= Description of the task =
Which lines in the data below contain the word "eyeglasses"? Return each of them.

= Provided records =
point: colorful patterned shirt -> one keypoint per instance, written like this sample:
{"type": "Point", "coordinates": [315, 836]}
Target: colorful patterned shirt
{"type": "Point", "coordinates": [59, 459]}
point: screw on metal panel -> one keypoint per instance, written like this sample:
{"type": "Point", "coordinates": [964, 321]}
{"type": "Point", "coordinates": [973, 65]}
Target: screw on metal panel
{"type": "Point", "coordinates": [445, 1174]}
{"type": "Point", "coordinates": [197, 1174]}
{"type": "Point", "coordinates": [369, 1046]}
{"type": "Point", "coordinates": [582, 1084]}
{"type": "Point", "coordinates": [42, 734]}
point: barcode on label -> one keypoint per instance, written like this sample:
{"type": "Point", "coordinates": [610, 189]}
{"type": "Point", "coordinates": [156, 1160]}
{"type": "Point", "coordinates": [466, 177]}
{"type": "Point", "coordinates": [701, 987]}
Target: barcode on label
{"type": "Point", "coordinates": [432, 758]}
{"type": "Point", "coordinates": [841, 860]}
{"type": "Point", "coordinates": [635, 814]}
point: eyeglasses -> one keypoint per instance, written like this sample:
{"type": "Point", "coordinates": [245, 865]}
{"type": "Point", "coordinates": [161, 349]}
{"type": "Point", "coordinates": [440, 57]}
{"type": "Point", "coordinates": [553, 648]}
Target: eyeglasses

= Reply to the task =
point: eyeglasses -> one keypoint per instance, written like this sample:
Target: eyeglasses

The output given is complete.